SUPPLIED PASSAGE -
Encoder = OrdinalEncoder()
train[cat_col] = Encoder.fit_transform(train[cat_col], train['credit'])
test[cat_col] = Encoder.transform(test[cat_col])

## Train Model - Stacking Ensemble

In [8]:
"""
 THIS HYPERPARAMETERS ARE NOT USED:

lgb_best = {'objective': 'multiclass',
            'boosting_type': 'gbdt',
            'eval_metric' : 'logloss',    
            'n_estimators': 10000,
            'early_stopping_round': 100, 
            'max_depth': -1,
            'max_bin': 255,
            'boost_from_average' : False,
            'bagging_freq' : 1,
            'min_data_in_leaf': 40,    
            'learning_rate': 0.02272,    
            'num_leaves': 64,    
            'feature_fraction': 0.89387,
            'bagging_fraction': 0.76326,        
            'seed': 2018,
            'verbose': -1,
            'n_jobs': -1,  
            }
"""

# This hyperparameters are from the executions of each algorithms. 
#
# Catboost -> Optuna 
# RF, LGB -> Manual
rf_best = {"criterion": "entropy",
            "n_estimators": 300,
            "min_samples_split": 10,
            "min_samples_leaf": 2,
            "max_features": "sqrt",
            "oob_score": True,
            "random_state": 42,
            "n_jobs": -1,
            }

In [9]:
X = train.drop("credit", axis=1)
y = train["credit"]
X_test = test.copy()

In [10]:
def stratified_kfold_cv(model, n_fold, X, y, X_test):
    # Declaring Stratified K-Fold:
    folds = StratifiedKFold(n_splits=n_fold, shuffle=True, random_state=42)
    splits = folds.split(X, y)
    
    # Initializing arrays:
    rf_oof = np.zeros((X.shape[0], 3))
    rf_preds = np.zeros((X_test.shape[0], 3))

    # Main loop:
    for fold, (train_idx, valid_idx) in enumerate(splits):
        print(f"============ Fold {fold} ============")
        
        X_train, X_valid = X.iloc[train_idx], X.iloc[valid_idx]
        y_train, y_valid = y.iloc[train_idx], y.iloc[valid_idx]
        
        # Model fit:
        model.fit(X_train, y_train)

        rf_oof[valid_idx] = model.predict_proba(X_valid) # Infers the class probability of train dataset
        rf_preds += model.predict_proba(X_test) / n_fold # Infers the class probability of test dataset
        print(f"Log Loss Score: {log_loss(y_valid, rf_oof[valid_idx]):.5f}")

DATA EXTRACT -

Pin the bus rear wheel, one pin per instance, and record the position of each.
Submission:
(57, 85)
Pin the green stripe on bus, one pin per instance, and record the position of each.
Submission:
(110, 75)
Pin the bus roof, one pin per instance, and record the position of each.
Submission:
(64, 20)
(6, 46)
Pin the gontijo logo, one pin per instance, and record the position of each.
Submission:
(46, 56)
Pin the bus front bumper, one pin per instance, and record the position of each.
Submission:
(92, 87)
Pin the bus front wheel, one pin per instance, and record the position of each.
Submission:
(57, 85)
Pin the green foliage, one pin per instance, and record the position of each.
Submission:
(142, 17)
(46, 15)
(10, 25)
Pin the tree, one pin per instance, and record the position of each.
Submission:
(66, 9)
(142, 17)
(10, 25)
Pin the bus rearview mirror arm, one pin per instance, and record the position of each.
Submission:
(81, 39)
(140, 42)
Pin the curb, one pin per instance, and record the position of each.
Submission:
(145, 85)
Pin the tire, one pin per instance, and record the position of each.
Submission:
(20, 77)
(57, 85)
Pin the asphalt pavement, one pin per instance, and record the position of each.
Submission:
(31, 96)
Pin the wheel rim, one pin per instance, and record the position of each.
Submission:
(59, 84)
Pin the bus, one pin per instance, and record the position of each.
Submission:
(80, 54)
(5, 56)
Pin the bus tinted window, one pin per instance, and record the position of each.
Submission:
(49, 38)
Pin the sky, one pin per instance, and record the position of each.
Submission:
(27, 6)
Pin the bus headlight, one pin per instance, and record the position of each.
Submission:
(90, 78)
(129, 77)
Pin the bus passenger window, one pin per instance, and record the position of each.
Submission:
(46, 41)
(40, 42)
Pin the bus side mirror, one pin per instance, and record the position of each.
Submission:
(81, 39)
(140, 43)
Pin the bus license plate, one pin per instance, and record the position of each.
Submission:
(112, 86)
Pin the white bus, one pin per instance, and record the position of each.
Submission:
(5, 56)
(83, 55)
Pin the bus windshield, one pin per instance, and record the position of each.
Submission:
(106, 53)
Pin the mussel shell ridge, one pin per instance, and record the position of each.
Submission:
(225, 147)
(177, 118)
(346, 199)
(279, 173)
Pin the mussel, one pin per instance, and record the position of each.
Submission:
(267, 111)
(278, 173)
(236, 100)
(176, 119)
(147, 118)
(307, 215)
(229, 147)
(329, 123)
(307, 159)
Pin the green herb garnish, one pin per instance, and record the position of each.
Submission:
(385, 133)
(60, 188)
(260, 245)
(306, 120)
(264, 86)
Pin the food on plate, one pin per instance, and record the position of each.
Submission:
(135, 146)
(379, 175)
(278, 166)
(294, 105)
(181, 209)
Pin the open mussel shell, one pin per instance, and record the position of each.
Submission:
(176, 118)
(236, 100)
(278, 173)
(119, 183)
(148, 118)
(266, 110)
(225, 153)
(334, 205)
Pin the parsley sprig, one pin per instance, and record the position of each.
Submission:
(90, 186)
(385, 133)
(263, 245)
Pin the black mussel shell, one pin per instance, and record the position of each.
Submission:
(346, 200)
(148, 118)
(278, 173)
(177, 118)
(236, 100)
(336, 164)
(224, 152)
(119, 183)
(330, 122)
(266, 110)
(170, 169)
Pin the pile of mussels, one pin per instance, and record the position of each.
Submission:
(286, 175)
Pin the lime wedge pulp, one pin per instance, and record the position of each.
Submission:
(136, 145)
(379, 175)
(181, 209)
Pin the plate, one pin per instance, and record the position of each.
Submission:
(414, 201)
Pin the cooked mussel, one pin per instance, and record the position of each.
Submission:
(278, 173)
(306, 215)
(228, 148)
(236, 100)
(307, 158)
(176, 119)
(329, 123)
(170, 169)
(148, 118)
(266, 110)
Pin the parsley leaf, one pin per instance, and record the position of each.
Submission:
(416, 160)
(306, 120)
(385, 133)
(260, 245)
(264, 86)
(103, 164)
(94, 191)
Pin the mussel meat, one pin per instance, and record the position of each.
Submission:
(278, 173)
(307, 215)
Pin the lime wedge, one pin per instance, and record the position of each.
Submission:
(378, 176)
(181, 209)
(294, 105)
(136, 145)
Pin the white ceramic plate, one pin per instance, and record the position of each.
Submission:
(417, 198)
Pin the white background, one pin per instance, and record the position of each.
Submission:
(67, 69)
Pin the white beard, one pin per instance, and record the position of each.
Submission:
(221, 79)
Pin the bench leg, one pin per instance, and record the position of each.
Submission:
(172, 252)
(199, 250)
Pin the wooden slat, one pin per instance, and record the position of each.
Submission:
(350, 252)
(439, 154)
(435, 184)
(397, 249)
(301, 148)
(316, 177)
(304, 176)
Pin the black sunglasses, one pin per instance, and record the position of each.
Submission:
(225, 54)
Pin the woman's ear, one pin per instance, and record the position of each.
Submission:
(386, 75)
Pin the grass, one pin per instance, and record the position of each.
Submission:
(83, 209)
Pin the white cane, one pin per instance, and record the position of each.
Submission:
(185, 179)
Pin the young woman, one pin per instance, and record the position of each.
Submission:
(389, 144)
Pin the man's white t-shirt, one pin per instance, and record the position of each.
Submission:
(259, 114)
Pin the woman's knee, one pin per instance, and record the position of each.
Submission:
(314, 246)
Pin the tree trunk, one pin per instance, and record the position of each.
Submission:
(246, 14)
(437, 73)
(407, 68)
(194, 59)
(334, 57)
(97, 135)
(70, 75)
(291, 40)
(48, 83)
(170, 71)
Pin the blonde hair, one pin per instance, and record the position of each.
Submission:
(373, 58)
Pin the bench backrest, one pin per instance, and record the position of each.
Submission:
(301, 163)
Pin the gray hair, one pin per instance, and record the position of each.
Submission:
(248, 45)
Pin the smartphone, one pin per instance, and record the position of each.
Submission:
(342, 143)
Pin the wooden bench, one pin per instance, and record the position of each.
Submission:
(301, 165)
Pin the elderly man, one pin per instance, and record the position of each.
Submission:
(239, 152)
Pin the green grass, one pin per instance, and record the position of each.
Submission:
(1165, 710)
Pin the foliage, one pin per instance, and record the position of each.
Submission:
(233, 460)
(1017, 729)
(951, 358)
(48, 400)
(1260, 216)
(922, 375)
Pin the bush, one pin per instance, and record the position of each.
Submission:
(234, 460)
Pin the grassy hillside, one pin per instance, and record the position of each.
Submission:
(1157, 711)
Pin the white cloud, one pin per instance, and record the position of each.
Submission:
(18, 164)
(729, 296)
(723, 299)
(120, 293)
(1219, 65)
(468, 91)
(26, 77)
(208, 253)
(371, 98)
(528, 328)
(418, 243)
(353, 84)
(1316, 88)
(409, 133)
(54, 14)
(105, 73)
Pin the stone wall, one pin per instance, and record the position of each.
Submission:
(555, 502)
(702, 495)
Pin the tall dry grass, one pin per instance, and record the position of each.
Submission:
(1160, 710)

EXERCISES TO COMPLETE -
1) According to the notebook code, which tool was used to obtain the Catboost hyperparameters?
2) Reproduce the notebook code verbatim from "X_train, X_valid = X.iloc[train_idx], X.iloc[valid_idx]" up to and including "model.fit(X_train, y_train)".

WORKED ANSWERS -
1) Optuna

2)
X_train, X_valid = X.iloc[train_idx], X.iloc[valid_idx]
        y_train, y_valid = y.iloc[train_idx], y.iloc[valid_idx]
        
        # Model fit:
        model.fit(X_train, y_train)